━━ TEXTE FOURNI

Réplique

Loi 32 : est-ce la fin de la liberté universitaire ?

Le projet de loi 32, déposé le 6 avril, protégera-t-il vraiment la liberté universitaire, comme le prétend la ministre de l’Enseignement supérieur, Danielle McCann ? C’est ce que mettent en doute les professeures Martine Delvaux et Catherine Larochelle dans une lettre publiée dans ces écrans et signée par une centaine d’autres universitaires. Selon elles, le projet accorderait au gouvernement « un pouvoir accru d’intervention » dans les universités, en consacrant une nouvelle bureaucratie capable de « surveiller ce qui se passe en classe ». Rien de moins, s’il vous plaît. Sur quoi s’appuie cette lecture répressive de la loi, énoncée sur un ton alarmiste, que l’on peut qualifier à bon droit de paradoxale ?

Il est évidemment sain et constructif d’avoir un débat approfondi sur la liberté universitaire. Il reste que l’interprétation « punitive » du projet de loi que soutiennent Delvaux et Larochelle s’appuie pour l’essentiel sur l’article 6 sans égard pour les autres parties du texte qui l’encadrent. Cet article donne en effet au ministre de tutelle le droit d’« ordonner à un établissement d’enseignement de prévoir dans sa politique » en matière de liberté universitaire « tout élément qu’il indique » ainsi que le pouvoir de « faire apporter les correctifs nécessaires » à une institution jugée non conforme. À ce détail près que la citation est non seulement tronquée, mais déformée pour les besoins de l’interprétation. Car cette intervention du représentant de l’État est explicitement soumise à une double condition d’après le projet de loi que nous restituons exactement, et que chacun pourra vérifier : 1º lorsque le ministre l’estime nécessaire « pour protéger la liberté académique universitaire » ; et 2º si « un établissement fait défaut d’adopter une politique conforme à l’article 4 ». C’est en effet dans la quatrième section du texte qu’il est demandé aux institutions de se doter d’un conseil qui veillera à la mise en œuvre d’une politique en matière de liberté universitaire.

━━━━

__CONSIGNE__: Résumez en deux phrases le texte sur le projet de loi 32. Appuyez-vous uniquement sur le texte.

━━ DONNÉES FOURNIES

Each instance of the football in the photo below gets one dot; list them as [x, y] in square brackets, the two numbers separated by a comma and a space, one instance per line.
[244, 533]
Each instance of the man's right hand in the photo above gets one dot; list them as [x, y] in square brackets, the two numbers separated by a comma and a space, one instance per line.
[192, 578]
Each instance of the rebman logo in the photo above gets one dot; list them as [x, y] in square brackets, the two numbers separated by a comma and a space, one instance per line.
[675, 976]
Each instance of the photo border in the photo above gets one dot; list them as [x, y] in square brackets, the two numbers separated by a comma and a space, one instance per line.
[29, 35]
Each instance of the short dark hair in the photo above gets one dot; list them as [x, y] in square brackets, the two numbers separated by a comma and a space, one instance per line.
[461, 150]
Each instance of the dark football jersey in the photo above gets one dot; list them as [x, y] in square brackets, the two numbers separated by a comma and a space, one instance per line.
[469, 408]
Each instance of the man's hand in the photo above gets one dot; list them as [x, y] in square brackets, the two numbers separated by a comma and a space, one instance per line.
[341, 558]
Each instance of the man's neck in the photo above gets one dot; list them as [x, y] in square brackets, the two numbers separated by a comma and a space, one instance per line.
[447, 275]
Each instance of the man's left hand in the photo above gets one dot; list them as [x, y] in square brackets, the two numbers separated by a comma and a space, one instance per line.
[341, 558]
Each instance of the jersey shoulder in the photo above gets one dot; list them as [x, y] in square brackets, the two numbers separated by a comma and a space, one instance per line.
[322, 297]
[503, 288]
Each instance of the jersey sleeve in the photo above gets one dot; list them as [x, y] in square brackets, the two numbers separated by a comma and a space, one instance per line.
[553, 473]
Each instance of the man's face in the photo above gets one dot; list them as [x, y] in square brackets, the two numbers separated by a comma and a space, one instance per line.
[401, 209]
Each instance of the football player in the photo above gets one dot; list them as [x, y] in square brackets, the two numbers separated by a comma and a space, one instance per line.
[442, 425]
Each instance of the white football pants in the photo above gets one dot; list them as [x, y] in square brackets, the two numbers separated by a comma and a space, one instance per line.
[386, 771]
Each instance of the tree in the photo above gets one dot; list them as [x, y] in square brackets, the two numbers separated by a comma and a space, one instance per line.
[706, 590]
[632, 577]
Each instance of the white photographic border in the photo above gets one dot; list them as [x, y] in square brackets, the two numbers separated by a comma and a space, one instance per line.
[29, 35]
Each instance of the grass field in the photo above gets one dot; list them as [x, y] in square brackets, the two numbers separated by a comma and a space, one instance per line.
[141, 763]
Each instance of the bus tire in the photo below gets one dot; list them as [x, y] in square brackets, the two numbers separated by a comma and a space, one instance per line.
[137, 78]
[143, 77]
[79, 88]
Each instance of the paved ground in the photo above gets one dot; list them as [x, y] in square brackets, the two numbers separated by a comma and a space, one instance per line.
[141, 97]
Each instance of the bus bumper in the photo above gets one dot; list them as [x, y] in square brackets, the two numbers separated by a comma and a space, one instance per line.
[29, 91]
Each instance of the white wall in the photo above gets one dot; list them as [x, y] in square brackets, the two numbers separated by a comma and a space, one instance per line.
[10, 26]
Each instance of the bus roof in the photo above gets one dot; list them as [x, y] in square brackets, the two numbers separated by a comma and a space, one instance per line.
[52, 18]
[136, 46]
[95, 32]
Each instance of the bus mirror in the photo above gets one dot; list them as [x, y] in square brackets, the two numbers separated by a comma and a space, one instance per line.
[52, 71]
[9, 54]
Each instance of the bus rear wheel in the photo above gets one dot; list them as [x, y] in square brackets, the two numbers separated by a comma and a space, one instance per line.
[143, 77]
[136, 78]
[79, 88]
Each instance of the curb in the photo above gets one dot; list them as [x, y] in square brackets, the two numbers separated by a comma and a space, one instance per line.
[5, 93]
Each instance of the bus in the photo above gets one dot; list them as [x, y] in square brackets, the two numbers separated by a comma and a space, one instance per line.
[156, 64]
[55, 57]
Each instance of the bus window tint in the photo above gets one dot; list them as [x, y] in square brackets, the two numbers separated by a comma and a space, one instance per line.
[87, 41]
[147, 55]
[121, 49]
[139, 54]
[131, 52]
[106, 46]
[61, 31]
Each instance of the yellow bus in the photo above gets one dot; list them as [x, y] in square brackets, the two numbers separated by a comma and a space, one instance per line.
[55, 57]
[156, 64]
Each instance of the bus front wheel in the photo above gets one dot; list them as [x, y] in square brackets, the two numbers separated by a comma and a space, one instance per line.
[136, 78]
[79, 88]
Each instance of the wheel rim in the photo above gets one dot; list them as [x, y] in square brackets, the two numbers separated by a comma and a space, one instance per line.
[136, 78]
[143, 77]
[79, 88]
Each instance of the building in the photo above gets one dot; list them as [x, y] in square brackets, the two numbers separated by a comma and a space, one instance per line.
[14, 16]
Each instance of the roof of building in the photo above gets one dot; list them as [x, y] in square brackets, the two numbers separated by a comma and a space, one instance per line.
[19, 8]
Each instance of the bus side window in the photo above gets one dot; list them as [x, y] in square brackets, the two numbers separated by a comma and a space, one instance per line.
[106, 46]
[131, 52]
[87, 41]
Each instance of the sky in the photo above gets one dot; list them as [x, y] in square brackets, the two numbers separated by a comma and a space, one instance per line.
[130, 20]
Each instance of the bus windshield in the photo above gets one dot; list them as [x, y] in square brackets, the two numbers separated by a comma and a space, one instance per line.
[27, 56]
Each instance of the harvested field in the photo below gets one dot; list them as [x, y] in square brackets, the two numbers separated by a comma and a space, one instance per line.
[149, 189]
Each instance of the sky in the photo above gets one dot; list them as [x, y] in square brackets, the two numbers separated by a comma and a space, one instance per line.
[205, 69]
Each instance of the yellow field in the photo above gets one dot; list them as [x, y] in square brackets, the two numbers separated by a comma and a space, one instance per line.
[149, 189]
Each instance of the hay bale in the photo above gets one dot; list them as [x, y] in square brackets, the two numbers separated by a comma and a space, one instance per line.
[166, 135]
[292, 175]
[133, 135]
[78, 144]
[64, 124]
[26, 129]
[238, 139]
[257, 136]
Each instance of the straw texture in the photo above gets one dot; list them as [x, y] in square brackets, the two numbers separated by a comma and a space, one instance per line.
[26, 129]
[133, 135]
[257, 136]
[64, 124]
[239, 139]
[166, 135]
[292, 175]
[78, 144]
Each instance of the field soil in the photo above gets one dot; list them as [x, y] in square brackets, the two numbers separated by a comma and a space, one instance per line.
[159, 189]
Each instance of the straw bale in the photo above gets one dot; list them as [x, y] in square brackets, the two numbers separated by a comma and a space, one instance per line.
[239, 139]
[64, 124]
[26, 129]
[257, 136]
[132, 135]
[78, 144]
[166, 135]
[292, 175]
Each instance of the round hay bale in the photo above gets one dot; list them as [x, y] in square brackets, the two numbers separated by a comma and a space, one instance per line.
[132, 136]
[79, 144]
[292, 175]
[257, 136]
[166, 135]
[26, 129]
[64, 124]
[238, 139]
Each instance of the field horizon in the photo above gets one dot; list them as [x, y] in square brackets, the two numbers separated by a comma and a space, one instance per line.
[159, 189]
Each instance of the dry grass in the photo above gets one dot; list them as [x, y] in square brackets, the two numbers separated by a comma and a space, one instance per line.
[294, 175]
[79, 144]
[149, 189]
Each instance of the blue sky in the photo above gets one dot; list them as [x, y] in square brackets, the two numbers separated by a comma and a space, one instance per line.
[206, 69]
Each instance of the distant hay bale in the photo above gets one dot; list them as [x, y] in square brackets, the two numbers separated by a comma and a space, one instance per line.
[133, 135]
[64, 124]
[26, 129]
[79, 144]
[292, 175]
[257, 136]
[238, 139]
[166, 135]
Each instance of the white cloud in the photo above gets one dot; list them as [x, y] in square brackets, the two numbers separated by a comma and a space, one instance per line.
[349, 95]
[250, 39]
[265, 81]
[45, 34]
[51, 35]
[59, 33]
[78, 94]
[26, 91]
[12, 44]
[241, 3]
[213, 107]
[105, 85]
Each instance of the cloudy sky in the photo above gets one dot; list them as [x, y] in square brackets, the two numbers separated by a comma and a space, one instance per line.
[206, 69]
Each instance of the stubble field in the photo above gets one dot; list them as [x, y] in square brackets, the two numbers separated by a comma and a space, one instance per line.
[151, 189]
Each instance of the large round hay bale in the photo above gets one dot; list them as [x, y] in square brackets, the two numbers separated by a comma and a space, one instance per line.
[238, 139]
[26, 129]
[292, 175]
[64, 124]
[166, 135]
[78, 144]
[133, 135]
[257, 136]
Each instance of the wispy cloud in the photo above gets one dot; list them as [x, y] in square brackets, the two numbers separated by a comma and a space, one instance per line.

━━━━

__RÉPONSE ATTENDUE__: Dans une lettre signée par une centaine d'universitaires, les professeures Martine Delvaux et Catherine Larochelle doutent que le projet de loi 32 protège la liberté universitaire, car il accorderait selon elles au gouvernement un pouvoir accru d'intervention dans les universités. Le texte leur répond que cette lecture repose surtout sur l'article 6, cité de façon tronquée et déformée, alors que l'intervention du ministre y est soumise à deux conditions : qu'elle soit nécessaire pour protéger la liberté académique universitaire et qu'un établissement ait fait défaut d'adopter une politique conforme à l'article 4.